**Collection data:**

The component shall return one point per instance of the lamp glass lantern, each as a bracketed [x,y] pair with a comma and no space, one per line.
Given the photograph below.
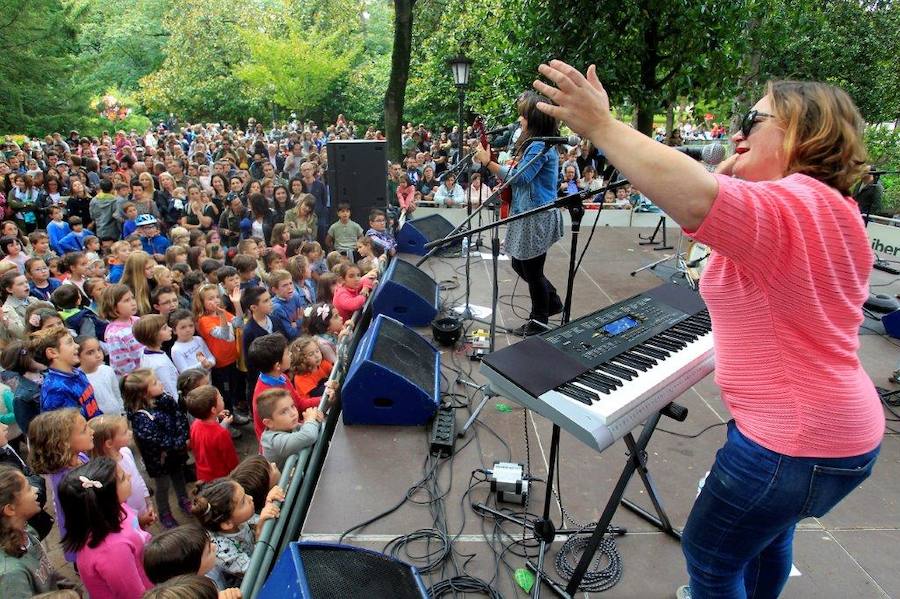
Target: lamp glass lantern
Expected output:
[460,66]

**What you are asked to do:** Please locate each line in the data above that contains the word "glass" and copy those lines.

**Correct result:**
The component shall return one point per instance of the lamp glass lantern, each as a bracketed [x,y] pair with a comma and no space, one per line.
Target: lamp glass lantern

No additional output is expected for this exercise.